THE TASK: In the material from the line containing "Annotation task — annotate the sliced" through the end, change "keypoint" to "marker" and reproduce those lines with nothing else altered.

EXTRACTED RECORDS:

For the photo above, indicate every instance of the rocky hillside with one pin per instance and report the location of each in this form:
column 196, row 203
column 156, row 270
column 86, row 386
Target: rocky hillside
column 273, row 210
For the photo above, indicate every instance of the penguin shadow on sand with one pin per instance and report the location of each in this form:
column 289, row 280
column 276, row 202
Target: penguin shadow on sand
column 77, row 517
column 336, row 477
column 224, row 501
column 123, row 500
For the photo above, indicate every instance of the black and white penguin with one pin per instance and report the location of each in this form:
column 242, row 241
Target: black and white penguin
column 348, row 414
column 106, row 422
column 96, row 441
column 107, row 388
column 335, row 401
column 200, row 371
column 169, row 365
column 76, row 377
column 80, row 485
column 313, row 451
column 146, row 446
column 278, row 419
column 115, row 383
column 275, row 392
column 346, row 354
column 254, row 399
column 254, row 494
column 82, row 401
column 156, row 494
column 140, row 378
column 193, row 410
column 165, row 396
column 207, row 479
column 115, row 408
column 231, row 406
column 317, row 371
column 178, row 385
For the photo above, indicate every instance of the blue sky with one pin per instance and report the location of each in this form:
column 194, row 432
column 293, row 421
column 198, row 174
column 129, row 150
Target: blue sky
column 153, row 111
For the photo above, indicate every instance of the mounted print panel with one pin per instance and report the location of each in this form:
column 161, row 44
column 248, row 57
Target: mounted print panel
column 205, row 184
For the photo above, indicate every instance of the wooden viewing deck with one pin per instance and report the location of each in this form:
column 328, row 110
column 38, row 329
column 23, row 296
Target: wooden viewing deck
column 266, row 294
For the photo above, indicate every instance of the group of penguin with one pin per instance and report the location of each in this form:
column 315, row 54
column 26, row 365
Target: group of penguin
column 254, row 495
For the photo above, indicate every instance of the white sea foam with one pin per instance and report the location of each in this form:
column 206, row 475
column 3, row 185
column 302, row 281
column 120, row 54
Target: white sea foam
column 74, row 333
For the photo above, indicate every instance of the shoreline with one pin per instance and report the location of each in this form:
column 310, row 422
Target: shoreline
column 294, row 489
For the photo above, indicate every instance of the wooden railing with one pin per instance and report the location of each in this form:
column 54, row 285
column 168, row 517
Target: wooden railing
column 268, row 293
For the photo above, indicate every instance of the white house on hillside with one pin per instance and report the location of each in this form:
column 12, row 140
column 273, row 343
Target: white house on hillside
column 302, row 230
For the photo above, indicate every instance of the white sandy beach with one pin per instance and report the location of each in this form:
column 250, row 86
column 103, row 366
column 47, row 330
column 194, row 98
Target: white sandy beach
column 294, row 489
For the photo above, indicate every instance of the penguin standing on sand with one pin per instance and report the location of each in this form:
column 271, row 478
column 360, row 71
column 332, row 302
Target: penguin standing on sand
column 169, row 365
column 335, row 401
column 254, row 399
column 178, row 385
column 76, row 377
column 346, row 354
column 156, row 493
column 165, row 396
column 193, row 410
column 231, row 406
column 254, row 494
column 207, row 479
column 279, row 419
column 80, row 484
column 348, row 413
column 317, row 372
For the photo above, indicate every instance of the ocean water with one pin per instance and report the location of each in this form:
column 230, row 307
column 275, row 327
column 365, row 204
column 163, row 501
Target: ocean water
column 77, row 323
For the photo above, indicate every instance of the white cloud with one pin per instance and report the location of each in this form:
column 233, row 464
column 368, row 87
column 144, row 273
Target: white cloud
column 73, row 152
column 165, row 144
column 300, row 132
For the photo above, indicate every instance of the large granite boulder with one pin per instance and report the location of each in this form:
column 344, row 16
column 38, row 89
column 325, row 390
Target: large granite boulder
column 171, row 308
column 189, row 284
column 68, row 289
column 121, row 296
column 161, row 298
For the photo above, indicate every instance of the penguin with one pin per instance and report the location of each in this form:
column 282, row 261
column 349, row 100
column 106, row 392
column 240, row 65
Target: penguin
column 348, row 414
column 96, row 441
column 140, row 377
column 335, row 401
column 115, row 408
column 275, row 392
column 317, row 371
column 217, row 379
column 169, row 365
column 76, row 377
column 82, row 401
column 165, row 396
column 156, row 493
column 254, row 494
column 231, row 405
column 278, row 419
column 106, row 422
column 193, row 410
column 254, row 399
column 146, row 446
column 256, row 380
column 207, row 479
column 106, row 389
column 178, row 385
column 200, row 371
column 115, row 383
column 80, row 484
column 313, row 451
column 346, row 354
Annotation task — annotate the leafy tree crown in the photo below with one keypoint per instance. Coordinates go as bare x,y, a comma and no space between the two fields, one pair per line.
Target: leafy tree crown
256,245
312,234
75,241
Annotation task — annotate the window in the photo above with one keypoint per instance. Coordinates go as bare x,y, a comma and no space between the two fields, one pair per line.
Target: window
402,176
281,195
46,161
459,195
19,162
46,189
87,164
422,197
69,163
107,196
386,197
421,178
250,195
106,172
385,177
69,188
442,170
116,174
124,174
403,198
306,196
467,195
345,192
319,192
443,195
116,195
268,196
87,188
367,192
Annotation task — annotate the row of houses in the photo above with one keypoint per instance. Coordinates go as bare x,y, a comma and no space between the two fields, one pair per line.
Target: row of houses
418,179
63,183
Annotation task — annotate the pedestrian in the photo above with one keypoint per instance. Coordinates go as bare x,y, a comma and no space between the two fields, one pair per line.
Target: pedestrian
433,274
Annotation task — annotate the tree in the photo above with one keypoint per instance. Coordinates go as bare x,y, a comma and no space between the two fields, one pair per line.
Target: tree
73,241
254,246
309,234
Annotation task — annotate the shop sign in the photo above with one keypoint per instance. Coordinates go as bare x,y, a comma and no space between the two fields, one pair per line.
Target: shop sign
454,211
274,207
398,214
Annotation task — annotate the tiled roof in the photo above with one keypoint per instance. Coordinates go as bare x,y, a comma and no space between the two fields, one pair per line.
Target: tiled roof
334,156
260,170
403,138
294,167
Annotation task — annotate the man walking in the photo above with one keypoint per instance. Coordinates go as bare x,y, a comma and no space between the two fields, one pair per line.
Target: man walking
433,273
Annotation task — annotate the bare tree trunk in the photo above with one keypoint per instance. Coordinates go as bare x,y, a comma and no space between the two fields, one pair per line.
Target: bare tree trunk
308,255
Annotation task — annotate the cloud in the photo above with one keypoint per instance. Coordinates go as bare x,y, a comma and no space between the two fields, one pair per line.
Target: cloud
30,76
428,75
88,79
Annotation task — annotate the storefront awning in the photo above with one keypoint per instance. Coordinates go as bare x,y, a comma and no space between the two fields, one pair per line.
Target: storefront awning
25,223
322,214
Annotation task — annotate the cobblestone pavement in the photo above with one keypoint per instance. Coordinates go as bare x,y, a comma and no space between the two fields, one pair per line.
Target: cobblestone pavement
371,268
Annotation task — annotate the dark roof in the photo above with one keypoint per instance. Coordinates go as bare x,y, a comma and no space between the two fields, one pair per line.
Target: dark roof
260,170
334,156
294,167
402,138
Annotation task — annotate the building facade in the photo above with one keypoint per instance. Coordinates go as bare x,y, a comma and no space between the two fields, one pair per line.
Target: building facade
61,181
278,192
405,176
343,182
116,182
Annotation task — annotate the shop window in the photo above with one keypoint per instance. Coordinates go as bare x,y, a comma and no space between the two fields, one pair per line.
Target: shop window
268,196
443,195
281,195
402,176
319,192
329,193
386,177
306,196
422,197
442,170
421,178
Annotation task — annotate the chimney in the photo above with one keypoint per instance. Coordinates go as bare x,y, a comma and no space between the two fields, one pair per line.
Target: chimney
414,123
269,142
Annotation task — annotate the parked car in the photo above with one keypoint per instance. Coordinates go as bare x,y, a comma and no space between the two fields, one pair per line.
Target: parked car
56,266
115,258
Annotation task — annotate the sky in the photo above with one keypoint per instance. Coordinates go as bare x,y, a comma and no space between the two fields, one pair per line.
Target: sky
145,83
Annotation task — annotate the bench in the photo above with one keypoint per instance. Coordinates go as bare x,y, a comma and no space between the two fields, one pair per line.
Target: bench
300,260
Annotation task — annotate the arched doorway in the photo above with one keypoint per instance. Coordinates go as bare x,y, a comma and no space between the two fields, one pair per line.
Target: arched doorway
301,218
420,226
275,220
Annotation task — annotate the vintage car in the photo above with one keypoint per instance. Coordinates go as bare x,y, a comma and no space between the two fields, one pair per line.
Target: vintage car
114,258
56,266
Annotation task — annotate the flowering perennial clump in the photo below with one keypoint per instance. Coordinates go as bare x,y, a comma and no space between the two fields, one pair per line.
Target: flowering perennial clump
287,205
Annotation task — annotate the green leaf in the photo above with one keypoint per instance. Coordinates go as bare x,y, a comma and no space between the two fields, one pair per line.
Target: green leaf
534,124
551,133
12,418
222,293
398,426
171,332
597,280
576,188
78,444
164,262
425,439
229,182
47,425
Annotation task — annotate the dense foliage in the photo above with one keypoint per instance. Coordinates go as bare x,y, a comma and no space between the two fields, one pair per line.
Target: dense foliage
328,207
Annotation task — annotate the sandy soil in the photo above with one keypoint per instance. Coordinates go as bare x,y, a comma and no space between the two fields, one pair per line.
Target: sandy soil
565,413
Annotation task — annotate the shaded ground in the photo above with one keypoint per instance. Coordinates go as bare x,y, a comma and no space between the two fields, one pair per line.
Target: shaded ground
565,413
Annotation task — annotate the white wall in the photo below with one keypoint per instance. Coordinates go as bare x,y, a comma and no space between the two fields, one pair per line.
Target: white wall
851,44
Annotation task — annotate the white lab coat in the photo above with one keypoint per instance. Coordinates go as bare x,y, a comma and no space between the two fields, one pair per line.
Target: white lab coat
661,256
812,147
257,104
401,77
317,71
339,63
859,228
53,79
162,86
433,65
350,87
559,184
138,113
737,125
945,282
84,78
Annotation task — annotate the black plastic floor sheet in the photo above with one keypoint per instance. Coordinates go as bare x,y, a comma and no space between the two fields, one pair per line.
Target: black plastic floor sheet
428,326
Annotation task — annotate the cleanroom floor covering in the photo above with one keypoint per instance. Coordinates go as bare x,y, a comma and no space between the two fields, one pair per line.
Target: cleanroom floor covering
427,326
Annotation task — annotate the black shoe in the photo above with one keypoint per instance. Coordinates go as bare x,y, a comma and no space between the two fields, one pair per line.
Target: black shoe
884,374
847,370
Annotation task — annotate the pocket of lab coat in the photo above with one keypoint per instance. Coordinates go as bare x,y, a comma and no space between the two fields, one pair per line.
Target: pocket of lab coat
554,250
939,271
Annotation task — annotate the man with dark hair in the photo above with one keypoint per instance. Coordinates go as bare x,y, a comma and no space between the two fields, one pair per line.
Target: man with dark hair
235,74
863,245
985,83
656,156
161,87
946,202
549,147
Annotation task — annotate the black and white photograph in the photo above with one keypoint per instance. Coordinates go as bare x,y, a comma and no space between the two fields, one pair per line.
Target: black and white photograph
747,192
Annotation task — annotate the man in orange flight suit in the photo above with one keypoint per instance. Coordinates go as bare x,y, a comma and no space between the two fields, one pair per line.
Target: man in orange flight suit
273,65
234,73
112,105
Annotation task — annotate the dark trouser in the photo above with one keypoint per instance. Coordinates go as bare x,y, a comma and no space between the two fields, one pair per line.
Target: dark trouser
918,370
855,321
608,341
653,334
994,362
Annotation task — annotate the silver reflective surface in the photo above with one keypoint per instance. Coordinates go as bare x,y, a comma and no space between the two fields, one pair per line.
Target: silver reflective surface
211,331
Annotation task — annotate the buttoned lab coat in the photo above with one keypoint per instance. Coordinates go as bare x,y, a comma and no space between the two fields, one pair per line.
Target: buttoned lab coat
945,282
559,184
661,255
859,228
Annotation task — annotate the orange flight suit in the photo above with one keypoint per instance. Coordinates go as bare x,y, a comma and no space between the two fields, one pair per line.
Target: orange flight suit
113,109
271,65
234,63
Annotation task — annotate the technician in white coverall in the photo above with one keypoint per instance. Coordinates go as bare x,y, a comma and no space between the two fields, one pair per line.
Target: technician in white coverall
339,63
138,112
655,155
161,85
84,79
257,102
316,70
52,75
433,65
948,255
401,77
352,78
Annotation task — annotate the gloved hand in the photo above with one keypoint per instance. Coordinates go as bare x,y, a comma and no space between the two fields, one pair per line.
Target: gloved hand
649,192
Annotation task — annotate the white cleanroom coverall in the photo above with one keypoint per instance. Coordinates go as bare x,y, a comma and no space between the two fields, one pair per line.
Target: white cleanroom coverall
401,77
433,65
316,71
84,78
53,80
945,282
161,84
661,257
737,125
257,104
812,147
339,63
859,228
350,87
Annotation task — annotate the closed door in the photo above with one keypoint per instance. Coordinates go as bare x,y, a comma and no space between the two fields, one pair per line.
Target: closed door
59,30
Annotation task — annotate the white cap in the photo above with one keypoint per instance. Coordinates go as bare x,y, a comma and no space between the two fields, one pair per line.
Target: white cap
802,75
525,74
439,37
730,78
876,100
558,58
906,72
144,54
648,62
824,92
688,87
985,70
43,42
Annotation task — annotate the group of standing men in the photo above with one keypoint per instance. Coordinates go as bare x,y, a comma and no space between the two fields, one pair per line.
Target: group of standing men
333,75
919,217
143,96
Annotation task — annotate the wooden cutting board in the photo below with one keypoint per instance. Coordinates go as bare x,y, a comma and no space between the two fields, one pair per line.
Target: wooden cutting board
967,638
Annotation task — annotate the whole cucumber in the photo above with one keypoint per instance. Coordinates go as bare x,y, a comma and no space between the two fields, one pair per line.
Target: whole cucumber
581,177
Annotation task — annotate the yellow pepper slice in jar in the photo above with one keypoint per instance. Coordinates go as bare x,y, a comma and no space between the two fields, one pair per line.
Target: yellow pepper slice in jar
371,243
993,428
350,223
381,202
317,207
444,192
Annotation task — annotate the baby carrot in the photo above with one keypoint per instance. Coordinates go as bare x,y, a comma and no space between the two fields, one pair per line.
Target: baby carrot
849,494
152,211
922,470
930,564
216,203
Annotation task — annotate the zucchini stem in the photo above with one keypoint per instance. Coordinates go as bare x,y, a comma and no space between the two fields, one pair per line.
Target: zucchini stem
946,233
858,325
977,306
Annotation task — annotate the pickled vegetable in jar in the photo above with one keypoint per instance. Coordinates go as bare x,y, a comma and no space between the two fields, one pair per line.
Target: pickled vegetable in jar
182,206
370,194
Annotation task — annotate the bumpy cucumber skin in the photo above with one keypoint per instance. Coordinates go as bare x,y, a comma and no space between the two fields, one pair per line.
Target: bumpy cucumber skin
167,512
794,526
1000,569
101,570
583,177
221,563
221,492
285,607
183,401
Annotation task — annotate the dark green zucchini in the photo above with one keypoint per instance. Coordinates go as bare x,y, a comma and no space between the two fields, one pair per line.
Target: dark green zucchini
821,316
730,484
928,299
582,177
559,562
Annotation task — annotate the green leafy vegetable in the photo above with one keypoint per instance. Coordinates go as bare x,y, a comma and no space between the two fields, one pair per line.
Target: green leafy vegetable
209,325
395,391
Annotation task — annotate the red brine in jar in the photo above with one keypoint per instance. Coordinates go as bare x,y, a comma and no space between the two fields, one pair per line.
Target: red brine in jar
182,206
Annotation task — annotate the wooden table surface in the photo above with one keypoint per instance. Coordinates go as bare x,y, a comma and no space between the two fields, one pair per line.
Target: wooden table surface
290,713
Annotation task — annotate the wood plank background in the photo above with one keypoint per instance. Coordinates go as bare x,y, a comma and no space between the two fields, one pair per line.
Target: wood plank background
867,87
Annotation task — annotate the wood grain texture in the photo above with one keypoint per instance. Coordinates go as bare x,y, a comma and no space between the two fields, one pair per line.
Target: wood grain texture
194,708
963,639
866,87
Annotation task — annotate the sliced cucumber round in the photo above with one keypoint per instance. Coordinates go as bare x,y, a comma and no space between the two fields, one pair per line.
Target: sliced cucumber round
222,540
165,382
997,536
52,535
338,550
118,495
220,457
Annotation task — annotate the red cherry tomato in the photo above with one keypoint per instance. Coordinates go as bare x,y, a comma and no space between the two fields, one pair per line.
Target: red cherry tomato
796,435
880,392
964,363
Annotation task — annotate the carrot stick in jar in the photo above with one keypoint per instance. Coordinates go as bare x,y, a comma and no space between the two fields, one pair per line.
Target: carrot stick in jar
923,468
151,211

THE ANSWER:
Annotation task — annotate the sliced cucumber round in the photo above with one marker per instance. Coordinates go as bare x,y, a comma and no space between the two fields, one pair per line.
Target: sliced cucumber round
222,540
165,382
997,536
52,535
338,550
118,495
220,457
Annotation task — annotate the red cherry tomato in the photo above with one marker per instance. Coordinates go as bare x,y, a comma and no space between the two fields, one pair per line.
Target: red cherry tomato
796,435
880,392
964,363
Annotation task — annotate the carrot stick in jar in the photo above with one marker per instance. Coordinates go as bare x,y, a comma and no space between the two fields, one pair per line.
Target: carrot stick in jar
923,468
151,211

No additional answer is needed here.